▶ _Extrait fourni_

Et tout rentre au sérail dans l’ordre accoutumé. »

Et ça continue sur ce ton ! Nous apprenons que, fort heureusement, M. de Vogüé avait rapporté d’Orient le talisman d’Aladin, les paroles magiques qui font tomber les portes des harems et des palais enchantés, qu’à sa voix les dragons de la fable se sont évanouis en fumée, etc.

Quelle peut bien être cette maison, ma cousine ? J’avais d’abord songé à la Revue des Deux-Mondes. Mais M. Rousse n’aurait jamais eu le mauvais goût de la comparer à un « sérail ». Au reste, il nous dit qu’elle ne s’ouvre qu’à de rares élus ; cela non plus ne saurait s’appliquer à la Revue des Deux-Mondes, car, s’il n’y a pas plus de trois mois qu’elle s’est avisée de l’existence de Loti et de Maupassant, et si elle ferme soigneusement sa porte à Alphonse Daudet, à Bourget et à France, elle l’a toujours ouverte à deux battants aux Tartempions qui avaient de l’assurance, de l’entregent, des opinions convenables, une position ou un parentage.

Vous voyez bien que ce n’est pas la Revue des Deux-Mondes.

Mais alors, encore une fois, quelle peut bien être cette maison mystérieuse que M. Rousse compare à un « harem » où, « de loin en loin », entre « furtivement un nouveau venu » et dont « la porte se referme en silence » ?…

 ? ? ?

 

G…, 11 juin.

▶ _Enregistrements listés_
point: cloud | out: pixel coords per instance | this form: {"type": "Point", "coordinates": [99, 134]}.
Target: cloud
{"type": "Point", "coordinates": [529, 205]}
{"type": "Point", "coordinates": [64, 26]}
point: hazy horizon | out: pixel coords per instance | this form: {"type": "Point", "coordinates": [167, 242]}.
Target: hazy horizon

▶ _Énoncé_
Recopiez l'extrait fourni depuis « Quelle peut bien être cette maison, ma » jusqu'à « pas la Revue des Deux-Mondes. » inclus, en changeant « Revue des Deux-Mondes » pour « Revue de Paris ». Les enregistrements n'ont aucun rapport avec l'extrait fourni.

▶ _Résultat attendu_
Quelle peut bien être cette maison, ma cousine ? J’avais d’abord songé à la Revue de Paris. Mais M. Rousse n’aurait jamais eu le mauvais goût de la comparer à un « sérail ». Au reste, il nous dit qu’elle ne s’ouvre qu’à de rares élus ; cela non plus ne saurait s’appliquer à la Revue de Paris, car, s’il n’y a pas plus de trois mois qu’elle s’est avisée de l’existence de Loti et de Maupassant, et si elle ferme soigneusement sa porte à Alphonse Daudet, à Bourget et à France, elle l’a toujours ouverte à deux battants aux Tartempions qui avaient de l’assurance, de l’entregent, des opinions convenables, une position ou un parentage.

Vous voyez bien que ce n’est pas la Revue de Paris.